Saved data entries
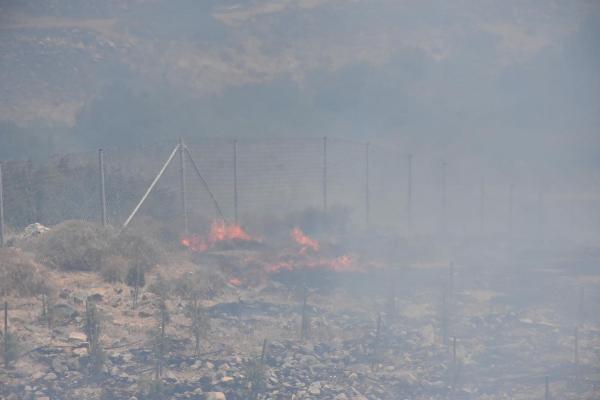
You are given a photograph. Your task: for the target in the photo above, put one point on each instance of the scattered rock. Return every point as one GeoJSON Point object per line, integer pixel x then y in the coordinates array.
{"type": "Point", "coordinates": [215, 396]}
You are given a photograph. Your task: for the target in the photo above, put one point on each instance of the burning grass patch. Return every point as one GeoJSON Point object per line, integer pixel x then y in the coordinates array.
{"type": "Point", "coordinates": [21, 275]}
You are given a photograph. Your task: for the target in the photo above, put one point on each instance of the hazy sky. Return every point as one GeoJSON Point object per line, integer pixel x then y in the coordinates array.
{"type": "Point", "coordinates": [513, 80]}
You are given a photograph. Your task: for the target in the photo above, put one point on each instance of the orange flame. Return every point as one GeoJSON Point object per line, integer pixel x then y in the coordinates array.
{"type": "Point", "coordinates": [235, 281]}
{"type": "Point", "coordinates": [219, 231]}
{"type": "Point", "coordinates": [304, 241]}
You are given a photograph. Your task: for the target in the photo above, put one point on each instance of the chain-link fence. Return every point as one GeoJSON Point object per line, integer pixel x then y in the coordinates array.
{"type": "Point", "coordinates": [249, 179]}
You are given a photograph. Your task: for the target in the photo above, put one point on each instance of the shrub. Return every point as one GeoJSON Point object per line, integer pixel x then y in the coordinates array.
{"type": "Point", "coordinates": [20, 274]}
{"type": "Point", "coordinates": [74, 246]}
{"type": "Point", "coordinates": [114, 269]}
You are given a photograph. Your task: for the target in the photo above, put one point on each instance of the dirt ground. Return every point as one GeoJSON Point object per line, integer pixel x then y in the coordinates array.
{"type": "Point", "coordinates": [495, 326]}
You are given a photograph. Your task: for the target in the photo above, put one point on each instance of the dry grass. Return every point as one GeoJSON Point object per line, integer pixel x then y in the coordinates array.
{"type": "Point", "coordinates": [21, 275]}
{"type": "Point", "coordinates": [85, 246]}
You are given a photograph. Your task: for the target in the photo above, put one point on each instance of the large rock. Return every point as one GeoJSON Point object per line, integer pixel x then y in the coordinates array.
{"type": "Point", "coordinates": [215, 396]}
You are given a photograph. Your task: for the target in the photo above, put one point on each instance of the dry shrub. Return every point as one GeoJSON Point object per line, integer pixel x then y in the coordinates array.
{"type": "Point", "coordinates": [85, 246]}
{"type": "Point", "coordinates": [21, 275]}
{"type": "Point", "coordinates": [74, 246]}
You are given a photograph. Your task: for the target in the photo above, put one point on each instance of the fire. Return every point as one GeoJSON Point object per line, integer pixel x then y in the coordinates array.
{"type": "Point", "coordinates": [219, 231]}
{"type": "Point", "coordinates": [304, 241]}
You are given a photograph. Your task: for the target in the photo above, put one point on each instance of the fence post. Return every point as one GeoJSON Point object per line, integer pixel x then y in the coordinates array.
{"type": "Point", "coordinates": [5, 333]}
{"type": "Point", "coordinates": [182, 185]}
{"type": "Point", "coordinates": [1, 210]}
{"type": "Point", "coordinates": [235, 199]}
{"type": "Point", "coordinates": [325, 175]}
{"type": "Point", "coordinates": [367, 194]}
{"type": "Point", "coordinates": [102, 187]}
{"type": "Point", "coordinates": [409, 194]}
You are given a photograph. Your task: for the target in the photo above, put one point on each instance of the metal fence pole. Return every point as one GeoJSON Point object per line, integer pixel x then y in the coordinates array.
{"type": "Point", "coordinates": [409, 194]}
{"type": "Point", "coordinates": [367, 194]}
{"type": "Point", "coordinates": [235, 194]}
{"type": "Point", "coordinates": [482, 207]}
{"type": "Point", "coordinates": [1, 210]}
{"type": "Point", "coordinates": [182, 185]}
{"type": "Point", "coordinates": [325, 175]}
{"type": "Point", "coordinates": [511, 190]}
{"type": "Point", "coordinates": [102, 187]}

_What you will do_: Quote all the records verbatim, dropping any pictures from your copy.

_Result for this task_:
You are given a photograph. Your task: for the target in the photo above, put one point on each instance of the scattered rock. Return every point as one GeoJSON Point object per line, integer pixel x then y in the coordinates array.
{"type": "Point", "coordinates": [215, 396]}
You are given a photograph. Your task: for the target in the photo above, put one point on each instance of the burning grass patch. Return every point as one GeoJSON Point object per line, integer pixel x then y in the coordinates array.
{"type": "Point", "coordinates": [21, 275]}
You are given a photograph. Your task: for the target in the photo above, put one point on each instance of the hazy sky. Return every point as one GeoJSON Point object per line, integer pixel x then y in the coordinates array.
{"type": "Point", "coordinates": [513, 80]}
You are given a photograph. Your task: for the target in the photo above, put one point on each instance of the orange flame. Return every point as one GeoJSON Point object per line, integer pixel x then y in the coordinates array.
{"type": "Point", "coordinates": [235, 281]}
{"type": "Point", "coordinates": [219, 231]}
{"type": "Point", "coordinates": [304, 241]}
You are given a photograph. Your task: for the target in the photo above, put one point on each instance of the chain-link fence. Return every point as one GeoJSON Point object per line, integer pixel x then y in the coordinates array.
{"type": "Point", "coordinates": [249, 179]}
You are given a photograph. Your task: for the target in the photo above, put one point on each instance of the shrub. Return every point as one GeoJSON Point object per line, integer pixel x then y in the coordinates array.
{"type": "Point", "coordinates": [20, 274]}
{"type": "Point", "coordinates": [74, 246]}
{"type": "Point", "coordinates": [114, 269]}
You are given a photograph. Your task: for the target in the photo above, put one point on each instance of the dirt ground. Return every point as one GeoJSON Point object per line, integer pixel x then y in the coordinates array.
{"type": "Point", "coordinates": [495, 326]}
You are given a photograph. Your task: for the target in the photo above, put one point on each instance of the dry grass. Return every point as one GeoJSON Point object per line, integer pixel x then y in the coordinates array.
{"type": "Point", "coordinates": [21, 275]}
{"type": "Point", "coordinates": [85, 246]}
You are given a photograph. Your task: for the target in the photo above, put one point on each instance of the large rock. Return every point as one GeoJSON Point object per line, integer pixel x then y in the coordinates array.
{"type": "Point", "coordinates": [215, 396]}
You are given a photograph. Your task: for the target in the photo above, put one point on each instance of the dry shrub. Return every point as one GeoJSON Point object per line, integer pixel x then y in the coordinates array.
{"type": "Point", "coordinates": [85, 246]}
{"type": "Point", "coordinates": [21, 275]}
{"type": "Point", "coordinates": [74, 246]}
You are given a photograph. Your task: for the target in the photo above, put one point on each instance of the fire. Return every point as one GeoJSON Point object per line, integer pixel x then y in the coordinates array.
{"type": "Point", "coordinates": [219, 231]}
{"type": "Point", "coordinates": [304, 241]}
You are given a photograph. Your task: for the target in the photo above, put one point on each instance of the fence post. Return every point as one GeoJSON Point object per line, integer pixel x then y in the coordinates array.
{"type": "Point", "coordinates": [5, 333]}
{"type": "Point", "coordinates": [182, 185]}
{"type": "Point", "coordinates": [1, 210]}
{"type": "Point", "coordinates": [235, 199]}
{"type": "Point", "coordinates": [325, 175]}
{"type": "Point", "coordinates": [367, 194]}
{"type": "Point", "coordinates": [102, 187]}
{"type": "Point", "coordinates": [409, 194]}
You are given a photograph. Your task: for the target in the photo above, put one point on each instance of the metal fence pole. Return every point as one GeoJSON Point object per line, integer pixel x then y in the coordinates array.
{"type": "Point", "coordinates": [409, 194]}
{"type": "Point", "coordinates": [367, 194]}
{"type": "Point", "coordinates": [235, 194]}
{"type": "Point", "coordinates": [482, 207]}
{"type": "Point", "coordinates": [1, 210]}
{"type": "Point", "coordinates": [182, 185]}
{"type": "Point", "coordinates": [325, 175]}
{"type": "Point", "coordinates": [511, 190]}
{"type": "Point", "coordinates": [102, 187]}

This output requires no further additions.